INFORMATION SUPPLIED Block Start

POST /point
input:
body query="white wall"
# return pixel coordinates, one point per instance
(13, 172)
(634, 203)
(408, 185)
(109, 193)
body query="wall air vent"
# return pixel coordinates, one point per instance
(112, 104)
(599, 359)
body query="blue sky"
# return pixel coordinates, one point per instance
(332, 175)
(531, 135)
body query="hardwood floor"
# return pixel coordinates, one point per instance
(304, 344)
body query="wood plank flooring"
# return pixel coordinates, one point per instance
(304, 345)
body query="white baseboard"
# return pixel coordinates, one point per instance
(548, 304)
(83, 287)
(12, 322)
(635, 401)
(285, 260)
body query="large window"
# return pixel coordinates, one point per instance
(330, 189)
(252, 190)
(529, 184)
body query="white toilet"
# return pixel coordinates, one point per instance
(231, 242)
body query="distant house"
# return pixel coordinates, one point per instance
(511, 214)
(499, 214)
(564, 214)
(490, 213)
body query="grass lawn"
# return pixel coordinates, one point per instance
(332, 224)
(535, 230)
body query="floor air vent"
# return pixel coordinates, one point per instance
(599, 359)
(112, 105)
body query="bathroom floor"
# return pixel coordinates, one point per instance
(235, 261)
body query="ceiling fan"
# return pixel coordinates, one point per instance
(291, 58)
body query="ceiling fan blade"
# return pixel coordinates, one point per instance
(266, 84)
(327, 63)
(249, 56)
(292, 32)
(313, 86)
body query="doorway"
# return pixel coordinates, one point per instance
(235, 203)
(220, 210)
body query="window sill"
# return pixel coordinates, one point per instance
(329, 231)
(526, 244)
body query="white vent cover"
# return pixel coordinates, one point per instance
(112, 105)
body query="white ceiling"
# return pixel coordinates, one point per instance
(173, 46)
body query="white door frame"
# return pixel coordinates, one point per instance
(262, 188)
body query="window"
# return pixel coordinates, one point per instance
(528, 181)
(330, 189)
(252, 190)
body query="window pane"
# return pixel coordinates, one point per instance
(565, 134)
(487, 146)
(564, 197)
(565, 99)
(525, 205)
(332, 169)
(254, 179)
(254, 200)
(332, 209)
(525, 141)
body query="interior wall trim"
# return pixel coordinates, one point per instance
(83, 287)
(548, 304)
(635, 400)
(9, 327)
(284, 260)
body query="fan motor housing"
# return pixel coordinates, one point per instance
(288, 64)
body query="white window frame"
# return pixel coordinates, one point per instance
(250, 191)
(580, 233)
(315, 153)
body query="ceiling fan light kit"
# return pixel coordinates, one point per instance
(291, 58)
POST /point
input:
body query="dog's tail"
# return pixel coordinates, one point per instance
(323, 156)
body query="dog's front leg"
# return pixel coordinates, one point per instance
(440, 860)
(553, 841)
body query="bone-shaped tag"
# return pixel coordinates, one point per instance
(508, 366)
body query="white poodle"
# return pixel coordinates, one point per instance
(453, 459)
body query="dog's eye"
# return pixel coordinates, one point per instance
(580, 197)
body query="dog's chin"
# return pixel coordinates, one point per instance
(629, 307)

INFORMATION SUPPLIED Block End

Which lines above contain the word "white"? Copy each one.

_SOLUTION BELOW_
body query="white wall"
body query="white baseboard"
body query="white toilet"
body query="white vent cover"
body query="white ceiling"
body query="white door frame"
body query="white window frame"
body query="white poodle"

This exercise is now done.